## REQUIRED TASK
Render each line of the listing below as a string in a single JSON array, one string per line, and omit any blank lines.

## SUPPLIED DATA

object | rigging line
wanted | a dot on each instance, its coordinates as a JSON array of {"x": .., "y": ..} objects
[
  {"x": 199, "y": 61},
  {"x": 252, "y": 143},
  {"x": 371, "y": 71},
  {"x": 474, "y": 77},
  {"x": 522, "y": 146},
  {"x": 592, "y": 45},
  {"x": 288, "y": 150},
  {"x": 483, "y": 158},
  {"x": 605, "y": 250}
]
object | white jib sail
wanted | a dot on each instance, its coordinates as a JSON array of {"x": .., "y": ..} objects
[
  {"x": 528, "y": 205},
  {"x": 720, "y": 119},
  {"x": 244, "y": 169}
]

## WRITTEN RESPONSE
[
  "object | rigging line",
  "wanted | a dot on each instance, its coordinates as a JSON array of {\"x\": .., \"y\": ..} objects",
  "[",
  "  {\"x\": 199, \"y\": 61},",
  "  {\"x\": 252, \"y\": 143},",
  "  {\"x\": 371, \"y\": 71},",
  "  {\"x\": 474, \"y\": 77},",
  "  {\"x\": 522, \"y\": 146},",
  "  {\"x\": 592, \"y\": 45},",
  "  {\"x\": 288, \"y\": 150},",
  "  {\"x\": 483, \"y\": 158},",
  "  {\"x\": 605, \"y\": 250}",
  "]",
  "object | white jib sail",
  "wanted | a dot on each instance, its coordinates as a JSON array of {\"x\": .., \"y\": ..} objects",
  "[",
  "  {\"x\": 528, \"y\": 205},",
  "  {\"x\": 720, \"y\": 119},",
  "  {\"x\": 244, \"y\": 169}",
  "]"
]